**Problem to work on**
Write out every one of the records below word for word, but leave out the pictures.

**Data for processing**
Start

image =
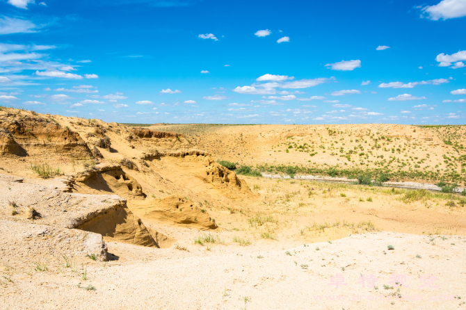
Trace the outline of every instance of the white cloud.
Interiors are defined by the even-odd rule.
[[[147,100],[141,100],[141,101],[136,101],[135,104],[143,104],[143,105],[145,105],[145,106],[152,106],[152,104],[154,104],[154,102],[150,101],[147,101]]]
[[[19,18],[3,16],[0,17],[0,35],[30,33],[37,32],[38,26],[31,22]]]
[[[50,97],[53,100],[66,100],[72,98],[71,97],[65,94],[52,95]]]
[[[466,51],[459,51],[451,55],[446,55],[444,53],[437,55],[435,60],[440,63],[439,67],[449,67],[451,63],[466,60]]]
[[[72,70],[76,71],[76,69],[74,69],[73,67],[72,67],[70,65],[65,65],[65,66],[59,67],[58,70],[61,70],[61,71],[72,71]]]
[[[259,30],[259,31],[257,31],[255,33],[255,35],[257,35],[258,37],[266,37],[266,36],[270,35],[271,33],[272,32],[268,29]]]
[[[67,90],[65,88],[57,88],[56,92],[78,92],[78,93],[95,93],[99,92],[97,90],[90,90],[88,88],[78,88],[74,90]]]
[[[93,95],[90,97],[93,97],[93,98],[101,98],[101,99],[110,99],[110,100],[120,100],[120,99],[128,99],[127,97],[120,96],[119,95],[113,95],[113,94],[106,95],[104,96],[99,96],[98,95]]]
[[[8,3],[19,8],[28,8],[28,3],[33,3],[34,0],[8,0]]]
[[[361,67],[361,60],[342,60],[338,63],[328,63],[326,67],[330,67],[332,70],[352,71]]]
[[[280,82],[282,81],[292,80],[294,79],[294,76],[288,76],[287,75],[275,75],[266,74],[262,76],[259,76],[257,79],[256,79],[256,81],[273,81],[274,82]]]
[[[65,73],[58,70],[44,71],[44,72],[36,71],[35,74],[40,76],[50,76],[50,77],[57,77],[62,79],[74,79],[77,80],[80,80],[83,79],[83,77],[79,74],[74,74],[74,73]]]
[[[276,92],[273,88],[256,88],[254,86],[238,86],[233,91],[240,94],[249,95],[275,95]]]
[[[201,34],[199,35],[199,38],[200,38],[201,39],[212,39],[215,40],[216,41],[218,41],[218,39],[217,39],[217,38],[212,33],[206,33],[204,35]]]
[[[104,101],[99,101],[99,100],[90,100],[88,99],[86,99],[85,100],[82,100],[79,101],[80,104],[106,104],[106,102]]]
[[[261,104],[270,104],[271,106],[284,106],[282,102],[277,102],[275,100],[251,100],[251,102]]]
[[[206,96],[203,97],[202,98],[207,100],[225,100],[228,97],[227,96],[223,96],[222,95],[214,95],[214,96]]]
[[[167,88],[166,90],[161,90],[160,92],[162,94],[179,94],[181,92],[181,90],[172,90],[170,88]]]
[[[450,92],[451,95],[466,95],[466,88],[463,88]]]
[[[312,96],[310,98],[298,98],[300,101],[312,101],[312,100],[323,100],[327,99],[322,96]]]
[[[458,69],[458,68],[462,68],[465,67],[465,64],[463,61],[458,61],[457,63],[455,63],[455,65],[451,67],[451,69]]]
[[[8,95],[0,95],[0,100],[11,100],[17,99],[15,96],[10,96]]]
[[[338,90],[332,92],[332,96],[343,96],[345,94],[360,94],[361,92],[357,90]]]
[[[435,6],[422,8],[422,15],[429,19],[439,20],[466,16],[466,1],[442,0]]]
[[[35,106],[35,105],[45,106],[45,104],[39,101],[25,101],[23,102],[23,104],[26,104],[26,106]]]
[[[283,84],[280,85],[280,88],[307,88],[308,87],[316,86],[323,83],[332,79],[327,78],[319,78],[313,79],[303,79],[294,81],[293,82],[285,82]]]
[[[406,100],[421,100],[421,99],[427,99],[425,97],[415,97],[410,94],[403,94],[403,95],[399,95],[398,96],[392,98],[389,98],[388,101],[404,101]]]
[[[433,80],[429,81],[421,81],[420,82],[411,82],[406,84],[403,82],[390,82],[390,83],[383,83],[378,85],[381,88],[412,88],[417,85],[440,85],[444,83],[449,83],[449,81],[446,79],[435,79]]]

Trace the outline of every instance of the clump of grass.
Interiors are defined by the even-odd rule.
[[[93,261],[95,261],[97,258],[97,255],[95,254],[88,254],[86,255],[86,257],[92,259]]]
[[[218,161],[217,163],[222,165],[225,168],[230,169],[230,170],[233,169],[236,169],[237,163],[232,163],[231,161]]]
[[[202,236],[198,236],[194,238],[194,243],[203,245],[204,243],[221,243],[218,237],[215,237],[209,234],[204,234]]]
[[[60,168],[54,168],[49,165],[48,163],[42,163],[42,165],[31,163],[31,170],[44,179],[48,179],[54,175],[61,175],[63,174]]]
[[[186,247],[183,247],[183,246],[182,246],[182,245],[179,245],[178,243],[177,243],[176,245],[175,245],[175,248],[176,250],[179,250],[180,251],[187,251],[187,252],[189,252],[189,251],[188,251],[188,248],[187,248]]]
[[[262,226],[266,222],[277,224],[278,221],[273,218],[272,215],[261,215],[257,214],[252,218],[248,218],[248,222],[249,222],[249,226],[251,227],[257,227],[258,226]]]
[[[239,245],[241,245],[243,247],[250,245],[251,244],[251,242],[249,240],[249,239],[247,239],[246,238],[236,237],[236,236],[233,237],[233,242],[239,243]]]

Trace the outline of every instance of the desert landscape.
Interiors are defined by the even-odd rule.
[[[0,109],[0,308],[462,309],[464,126]]]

End

**Result of this exercise**
image =
Trace the outline of every instance of the white cloud.
Interiors are defined by the even-odd rule.
[[[147,100],[141,100],[141,101],[136,101],[135,104],[143,104],[143,105],[145,105],[145,106],[152,106],[152,104],[154,104],[154,102],[150,101],[147,101]]]
[[[19,18],[3,16],[0,17],[0,35],[30,33],[37,32],[38,26],[31,22]]]
[[[50,97],[53,100],[66,100],[72,98],[71,97],[65,94],[52,95]]]
[[[466,51],[459,51],[451,55],[446,55],[444,53],[437,55],[435,60],[440,63],[439,67],[449,67],[451,63],[466,60]]]
[[[72,70],[76,71],[76,69],[74,69],[73,67],[72,67],[70,65],[65,65],[65,66],[59,67],[58,70],[61,70],[61,71],[72,71]]]
[[[259,30],[259,31],[257,31],[255,33],[255,35],[257,35],[258,37],[266,37],[266,36],[270,35],[271,33],[272,32],[268,29]]]
[[[67,90],[65,88],[57,88],[56,92],[78,92],[78,93],[95,93],[99,92],[97,90],[90,90],[88,88],[78,88],[74,90]]]
[[[93,95],[90,97],[93,97],[93,98],[101,98],[101,99],[110,99],[110,100],[120,100],[120,99],[128,99],[127,97],[120,96],[119,95],[113,95],[113,94],[106,95],[104,96],[99,96],[98,95]]]
[[[8,3],[19,8],[28,8],[28,3],[33,3],[34,0],[8,0]]]
[[[361,67],[361,60],[342,60],[338,63],[328,63],[326,67],[330,67],[332,70],[352,71]]]
[[[280,82],[282,81],[292,80],[294,79],[294,76],[288,76],[287,75],[275,75],[266,74],[262,76],[259,76],[257,79],[256,79],[256,81],[273,81],[274,82]]]
[[[65,73],[58,70],[44,71],[44,72],[36,71],[35,74],[40,76],[50,76],[50,77],[57,77],[62,79],[74,79],[77,80],[80,80],[83,79],[83,77],[79,74],[74,74],[74,73]]]
[[[276,92],[273,88],[256,88],[254,86],[238,86],[233,91],[240,94],[249,95],[275,95]]]
[[[201,34],[199,35],[199,38],[200,38],[201,39],[212,39],[215,40],[216,41],[218,41],[218,39],[217,39],[217,38],[212,33],[206,33],[204,35]]]
[[[104,101],[99,101],[99,100],[90,100],[88,99],[86,99],[85,100],[82,100],[79,101],[80,104],[106,104],[106,102]]]
[[[261,104],[270,104],[271,106],[284,106],[282,102],[277,102],[275,100],[251,100],[251,102]]]
[[[206,96],[203,97],[202,98],[207,100],[225,100],[228,97],[227,96],[223,96],[222,95],[214,95],[214,96]]]
[[[167,88],[166,90],[161,90],[160,92],[162,94],[179,94],[181,92],[181,90],[172,90],[170,88]]]
[[[450,92],[451,95],[466,95],[466,88],[463,88]]]
[[[312,96],[310,98],[298,98],[300,101],[312,101],[312,100],[323,100],[327,99],[322,96]]]
[[[458,69],[458,68],[462,68],[465,67],[465,64],[463,61],[458,61],[457,63],[455,63],[455,65],[451,67],[451,69]]]
[[[8,95],[0,95],[0,100],[11,100],[17,99],[15,96],[10,96]]]
[[[338,90],[332,92],[332,96],[343,96],[345,94],[360,94],[361,92],[357,90]]]
[[[435,6],[422,8],[422,15],[429,19],[439,20],[466,16],[466,1],[442,0]]]
[[[35,106],[35,105],[45,106],[45,104],[39,101],[25,101],[23,102],[23,104],[26,104],[26,106]]]
[[[283,84],[280,85],[280,88],[307,88],[308,87],[316,86],[323,83],[332,79],[327,78],[319,78],[313,79],[303,79],[294,81],[293,82],[285,82]]]
[[[406,100],[421,100],[421,99],[427,99],[425,97],[415,97],[410,94],[403,94],[403,95],[399,95],[398,96],[392,98],[389,98],[388,101],[404,101]]]
[[[433,80],[429,81],[421,81],[420,82],[411,82],[406,84],[403,82],[390,82],[390,83],[383,83],[378,85],[381,88],[412,88],[417,85],[440,85],[444,83],[449,83],[449,81],[446,79],[435,79]]]

Trace the outline of every instance of the clump of grass.
Interiors are defined by the even-odd rule.
[[[93,261],[95,261],[97,258],[97,255],[95,254],[88,254],[86,255],[86,257],[92,259]]]
[[[218,161],[217,163],[222,165],[225,168],[230,169],[230,170],[233,169],[236,169],[237,163],[232,163],[231,161]]]
[[[202,236],[198,236],[194,238],[194,243],[203,245],[204,243],[221,243],[218,237],[215,237],[209,234],[204,234]]]
[[[60,168],[54,168],[49,165],[48,163],[42,163],[42,165],[31,163],[31,170],[44,179],[48,179],[54,175],[61,175],[63,174]]]
[[[186,247],[183,247],[183,246],[182,246],[182,245],[179,245],[178,243],[177,243],[176,245],[175,245],[175,248],[176,250],[179,250],[180,251],[187,251],[187,252],[189,252],[189,251],[188,251],[188,248],[187,248]]]
[[[262,226],[266,222],[277,224],[278,221],[273,218],[272,215],[261,215],[257,214],[252,218],[248,218],[248,222],[249,222],[249,226],[251,227],[257,227],[258,226]]]
[[[239,245],[241,245],[243,247],[250,245],[251,244],[251,242],[249,240],[249,239],[247,239],[246,238],[236,237],[236,236],[233,237],[233,242],[239,243]]]

Trace the outline of every instance of the desert landscape.
Interiors are defined by the even-odd rule.
[[[0,109],[0,308],[462,309],[464,126]]]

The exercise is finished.